Output the material word for word. Leave each picture out.
☆ ☆ ☆ ☆ ☆
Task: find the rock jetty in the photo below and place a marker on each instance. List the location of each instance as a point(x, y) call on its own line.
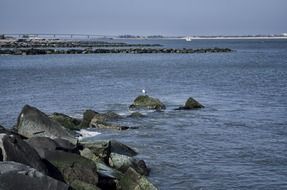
point(144, 50)
point(147, 102)
point(42, 153)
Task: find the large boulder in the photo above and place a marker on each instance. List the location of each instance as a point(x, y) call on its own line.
point(191, 104)
point(9, 132)
point(96, 151)
point(13, 148)
point(109, 116)
point(147, 102)
point(101, 150)
point(66, 121)
point(87, 117)
point(80, 173)
point(14, 176)
point(123, 163)
point(41, 144)
point(32, 122)
point(134, 181)
point(120, 148)
point(100, 123)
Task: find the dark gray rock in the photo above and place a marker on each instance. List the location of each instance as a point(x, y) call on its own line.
point(191, 104)
point(134, 181)
point(147, 102)
point(15, 149)
point(87, 117)
point(96, 151)
point(10, 132)
point(66, 121)
point(79, 172)
point(123, 163)
point(136, 115)
point(15, 176)
point(32, 122)
point(120, 148)
point(41, 144)
point(100, 123)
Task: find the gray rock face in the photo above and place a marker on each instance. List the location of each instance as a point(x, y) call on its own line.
point(66, 121)
point(15, 176)
point(77, 171)
point(147, 102)
point(123, 163)
point(120, 148)
point(100, 124)
point(134, 181)
point(191, 104)
point(15, 149)
point(41, 144)
point(32, 122)
point(87, 117)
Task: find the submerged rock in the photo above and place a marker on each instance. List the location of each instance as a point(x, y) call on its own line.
point(100, 123)
point(120, 148)
point(13, 148)
point(15, 175)
point(32, 122)
point(191, 104)
point(66, 121)
point(134, 181)
point(147, 102)
point(136, 115)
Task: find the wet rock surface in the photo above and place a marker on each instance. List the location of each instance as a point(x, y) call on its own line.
point(50, 160)
point(147, 102)
point(32, 122)
point(14, 176)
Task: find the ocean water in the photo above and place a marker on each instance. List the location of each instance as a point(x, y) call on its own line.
point(238, 141)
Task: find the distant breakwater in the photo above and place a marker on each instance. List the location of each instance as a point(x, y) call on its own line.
point(44, 51)
point(46, 46)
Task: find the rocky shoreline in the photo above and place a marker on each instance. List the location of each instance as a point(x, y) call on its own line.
point(43, 47)
point(38, 51)
point(47, 152)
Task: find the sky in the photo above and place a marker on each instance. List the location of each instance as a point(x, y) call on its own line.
point(144, 17)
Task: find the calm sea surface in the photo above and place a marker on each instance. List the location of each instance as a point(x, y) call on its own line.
point(239, 141)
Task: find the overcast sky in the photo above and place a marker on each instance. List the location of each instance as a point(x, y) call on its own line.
point(144, 17)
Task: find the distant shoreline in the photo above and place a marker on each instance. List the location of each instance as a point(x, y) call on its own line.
point(208, 38)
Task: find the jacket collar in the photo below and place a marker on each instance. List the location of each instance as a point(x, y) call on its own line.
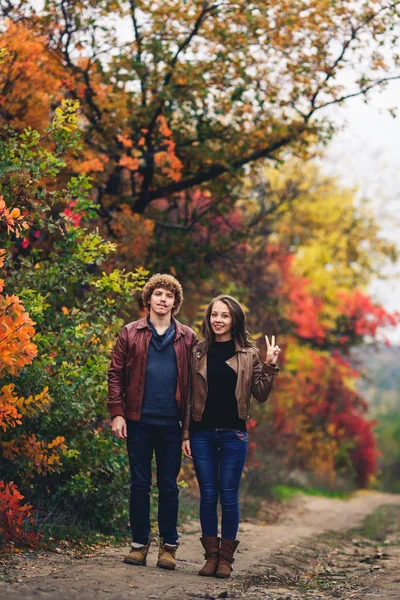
point(179, 328)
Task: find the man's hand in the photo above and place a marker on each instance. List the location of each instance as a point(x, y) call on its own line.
point(186, 449)
point(118, 427)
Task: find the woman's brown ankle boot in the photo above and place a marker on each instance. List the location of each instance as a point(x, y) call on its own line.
point(211, 547)
point(226, 560)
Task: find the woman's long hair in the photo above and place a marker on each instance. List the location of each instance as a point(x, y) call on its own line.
point(239, 331)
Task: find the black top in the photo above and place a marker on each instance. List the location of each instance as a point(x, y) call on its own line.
point(220, 411)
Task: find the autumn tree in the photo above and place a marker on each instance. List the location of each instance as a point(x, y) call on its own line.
point(177, 95)
point(56, 329)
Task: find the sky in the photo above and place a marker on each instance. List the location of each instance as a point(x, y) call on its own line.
point(366, 155)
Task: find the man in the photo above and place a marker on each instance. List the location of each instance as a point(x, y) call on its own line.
point(148, 388)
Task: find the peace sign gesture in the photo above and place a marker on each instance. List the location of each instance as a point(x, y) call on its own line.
point(272, 351)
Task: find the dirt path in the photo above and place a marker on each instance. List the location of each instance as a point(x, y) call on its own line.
point(105, 576)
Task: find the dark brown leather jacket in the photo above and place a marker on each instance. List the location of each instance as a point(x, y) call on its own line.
point(254, 378)
point(127, 371)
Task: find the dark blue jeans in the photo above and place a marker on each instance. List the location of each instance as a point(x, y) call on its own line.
point(165, 441)
point(219, 456)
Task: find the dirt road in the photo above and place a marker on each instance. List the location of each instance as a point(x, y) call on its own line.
point(105, 576)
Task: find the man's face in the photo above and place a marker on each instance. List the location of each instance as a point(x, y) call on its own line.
point(162, 301)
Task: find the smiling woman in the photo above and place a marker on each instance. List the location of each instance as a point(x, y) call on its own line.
point(226, 370)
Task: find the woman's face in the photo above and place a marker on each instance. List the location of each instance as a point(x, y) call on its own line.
point(221, 321)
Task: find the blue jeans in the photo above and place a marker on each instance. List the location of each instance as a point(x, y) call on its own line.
point(165, 441)
point(219, 456)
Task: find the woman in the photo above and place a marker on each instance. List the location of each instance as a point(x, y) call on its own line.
point(226, 371)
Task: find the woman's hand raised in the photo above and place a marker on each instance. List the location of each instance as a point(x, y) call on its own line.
point(273, 351)
point(186, 449)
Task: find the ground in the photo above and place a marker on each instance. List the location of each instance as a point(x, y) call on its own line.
point(322, 549)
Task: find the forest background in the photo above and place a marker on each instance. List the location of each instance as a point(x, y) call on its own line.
point(188, 148)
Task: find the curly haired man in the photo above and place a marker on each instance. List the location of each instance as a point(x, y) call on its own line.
point(147, 393)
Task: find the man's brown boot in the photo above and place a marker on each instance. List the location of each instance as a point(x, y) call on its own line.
point(166, 555)
point(226, 560)
point(211, 547)
point(138, 556)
☆ ☆ ☆ ☆ ☆
EXERCISE OUTPUT:
Task: find the rock jetty in the photo below and place a marker on each instance. List the location of each instance as a point(x, y) call on its own line.
point(144, 50)
point(147, 102)
point(42, 153)
Task: find the large boulder in the photo above and place a marker on each instance. List the location of each instance as a point(x, y) call on its own line.
point(191, 104)
point(9, 132)
point(96, 151)
point(13, 148)
point(109, 116)
point(147, 102)
point(101, 150)
point(66, 121)
point(87, 117)
point(80, 173)
point(14, 176)
point(123, 163)
point(41, 144)
point(32, 122)
point(134, 181)
point(120, 148)
point(100, 123)
Task: find the dark gray rock in the photo above and place a marker on each instance. List the location of each instance as a point(x, y) call on its own line.
point(191, 104)
point(134, 181)
point(147, 102)
point(15, 149)
point(87, 117)
point(96, 151)
point(10, 132)
point(66, 121)
point(79, 172)
point(123, 163)
point(136, 115)
point(15, 176)
point(32, 122)
point(120, 148)
point(41, 144)
point(100, 123)
Task: find the gray rock face in the photo above and place a marker on each instance. List the location of each instance as a point(x, y) call on its own line.
point(66, 121)
point(15, 176)
point(77, 171)
point(147, 102)
point(123, 163)
point(120, 148)
point(100, 124)
point(134, 181)
point(191, 104)
point(15, 149)
point(41, 144)
point(32, 122)
point(87, 117)
Task: find the submerged rock in the photo above and place a marker on each instance. List the location of each instance as a point(x, y) call on its own line.
point(100, 123)
point(120, 148)
point(13, 148)
point(15, 175)
point(32, 122)
point(191, 104)
point(66, 121)
point(134, 181)
point(147, 102)
point(136, 115)
Task: find the wet rock surface in the photo above and place a marker on each instance. List the location of each instance as a point(x, y) call on its own line.
point(50, 160)
point(147, 102)
point(32, 122)
point(14, 176)
Task: find the ocean water in the photo above and place a marker on each instance. List the location of each instance as a point(x, y) call on its own line.
point(238, 141)
Task: find the distant breakwater in the photo above and place a marker on each instance. List the location of each instance as a point(x, y) call on its own line.
point(44, 51)
point(46, 46)
Task: find the rocky shoreline in the photo above and place a marker on each instance. List the location of each instance as a point(x, y) call on its own line.
point(43, 47)
point(38, 51)
point(47, 152)
Task: find the sky in the photo above and place a marker on each instance. List the location of each instance as a point(x, y) call on its own line.
point(144, 17)
Task: find the calm sea surface in the photo above and place a marker on each instance. List the location of each instance as a point(x, y) call on its own line.
point(239, 141)
Task: find the overcast sky in the photo above and place a marker on each instance. List the location of each instance as a point(x, y) call on its own line.
point(144, 17)
Task: find the distant shoreline in the photo above and place a marker on each instance. List the location of each instance as a point(x, y) call on its own line.
point(208, 38)
Task: find the jacket collar in the photo below and place a marker on each instance. List the location of each instance as a point(x, y) call on its own line.
point(179, 328)
Task: find the man's hand in the photo above and place a marker on each instance. List the location of each instance as a point(x, y) call on its own line.
point(186, 449)
point(118, 427)
Task: find the woman's brown ankle boot in the photo above and place a marker on each instance. List the location of each instance as a point(x, y) call on its own line.
point(211, 547)
point(226, 560)
Task: find the woman's long hair in the photo above and place a marker on each instance. List the location of each instance as a point(x, y) call on its own line.
point(239, 331)
Task: find the black top in the photo above and place a marker on each instance. List the location of each instance as a point(x, y) call on its own line.
point(220, 411)
Task: find the autumn tree in the photo above and place a marker on each instance. List the location of each instance as a point(x, y) call on its own line.
point(177, 95)
point(56, 329)
Task: find the sky in the photo above and place a marker on each instance. List the location of each instance as a point(x, y) call on its own line.
point(366, 155)
Task: find the man in the photo above and place a marker on each instance. List the location of each instance as a point(x, y) call on its own line.
point(148, 388)
Task: find the peace sign gesture in the photo above and place a marker on each instance. List the location of each instance as a point(x, y) call on its own line.
point(272, 351)
Task: find the dirt path in the photo above and place a marker on each instance. List the location of each instance as a point(x, y) call on its own line.
point(105, 576)
Task: find the dark brown leather jacket in the photo above and place a marker on each instance. List the location of each instance as a point(x, y) call on its own line.
point(254, 378)
point(127, 371)
Task: find the dark blue jeans in the photo above and place a marker on each instance. List the location of each instance as a point(x, y) call on its own line.
point(165, 441)
point(219, 456)
Task: find the dirt road in the photo above and place a marker on each instance. List the location of each instance as a point(x, y) call on its own line.
point(105, 576)
Task: find the man's face in the photo above and place a marker on each instance. List the location of each instance as a point(x, y) call on its own line.
point(162, 301)
Task: find the smiling woman in the photo above and place a marker on each instance. List the location of each instance as a point(x, y) call on its own line.
point(226, 370)
Task: find the woman's face in the photo above and place a marker on each instance. List the location of each instance as a point(x, y) call on its own line.
point(221, 321)
Task: find the blue jeans in the photo above and place a marker on each instance. List the location of each instance as a point(x, y) call on its own line.
point(165, 441)
point(219, 456)
Task: find the woman in the photo above and place a marker on each instance. List the location of each instance as a point(x, y) call on its own line.
point(226, 371)
Task: find the woman's hand raised in the photo above and place a marker on each instance. List the location of each instance as a point(x, y) call on its own line.
point(273, 351)
point(186, 449)
Task: find the ground in the photo above and place a marker on each instance. List the location of each instance as a point(x, y) call on its own line.
point(322, 549)
Task: find the forest background in the photo above and place a marker on each instance. List the location of each instance as a point(x, y) call on its own line.
point(188, 148)
Task: find the curly haired man in the photo above and place a marker on each instance. List the location of each instance as a point(x, y) call on its own line.
point(147, 393)
Task: find the man's brown boot in the photo above and place a marker on each instance. List the location of each instance as a point(x, y) call on its own line.
point(166, 555)
point(226, 560)
point(211, 547)
point(138, 556)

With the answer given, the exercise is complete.